▶ _Brief_
Starting with the line that contains "Target: fox tongue" and stopping after the line that contains "Target: pale skin", copy the entries below exactly. Include nothing else.

Start of Record extracts

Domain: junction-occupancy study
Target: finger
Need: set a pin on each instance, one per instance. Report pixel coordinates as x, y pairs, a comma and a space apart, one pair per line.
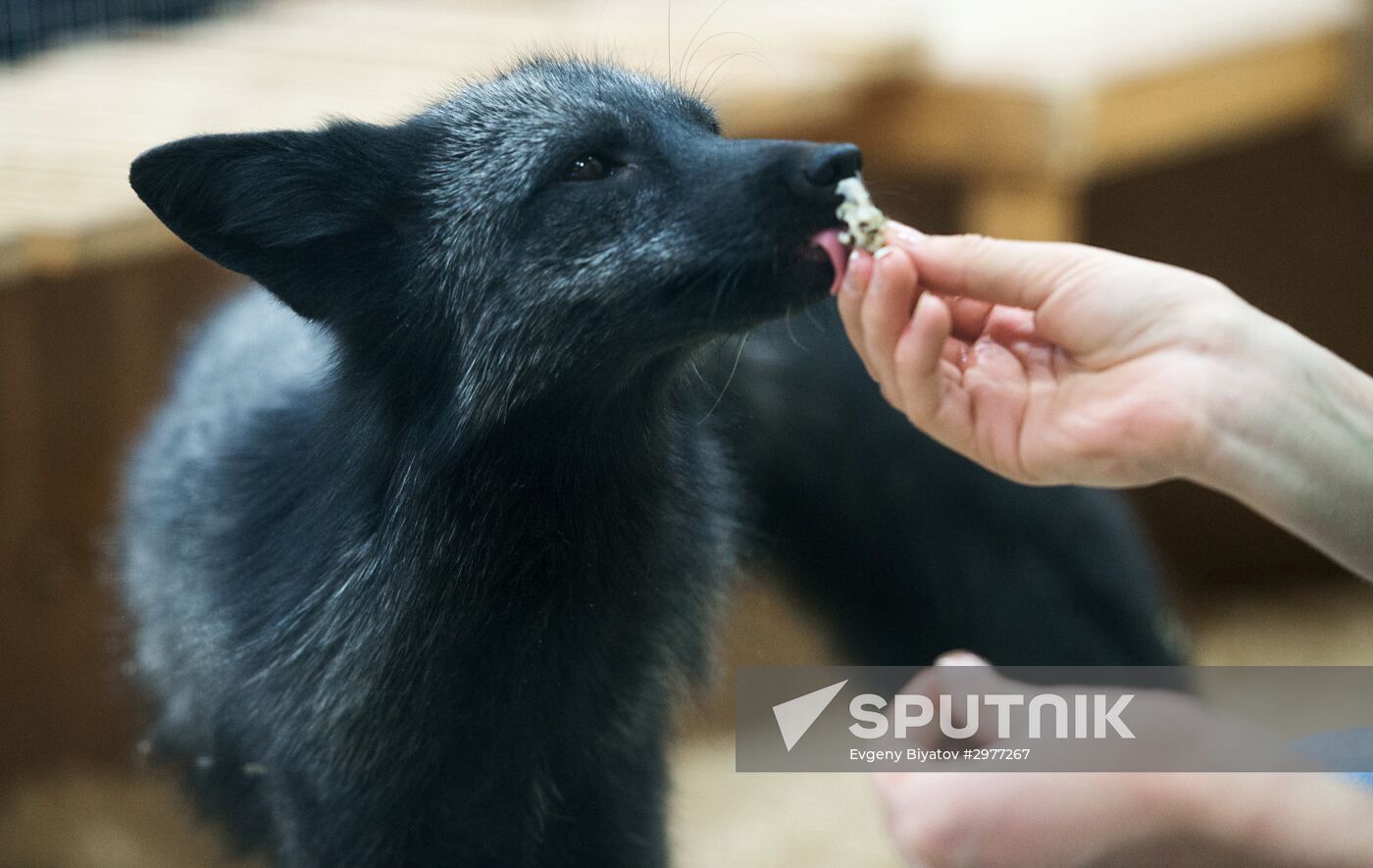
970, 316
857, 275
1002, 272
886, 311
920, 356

End of Record extracts
Start of Record extracts

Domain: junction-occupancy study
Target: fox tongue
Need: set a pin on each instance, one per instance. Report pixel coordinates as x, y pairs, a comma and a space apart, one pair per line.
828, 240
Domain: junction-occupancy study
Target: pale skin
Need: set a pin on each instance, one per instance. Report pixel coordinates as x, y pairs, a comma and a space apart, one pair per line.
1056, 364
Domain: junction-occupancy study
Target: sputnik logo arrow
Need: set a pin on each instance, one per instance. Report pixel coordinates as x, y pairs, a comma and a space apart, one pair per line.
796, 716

End of Record extracts

▶ _Solution to the problem_
Target: fox tongue
Need: set a pin on each instance, one per instance. Report pixel coordinates as x, y pairs, a comma and a space apart, one pair per line.
828, 240
Domain: junction-occupancy study
Target: pale skin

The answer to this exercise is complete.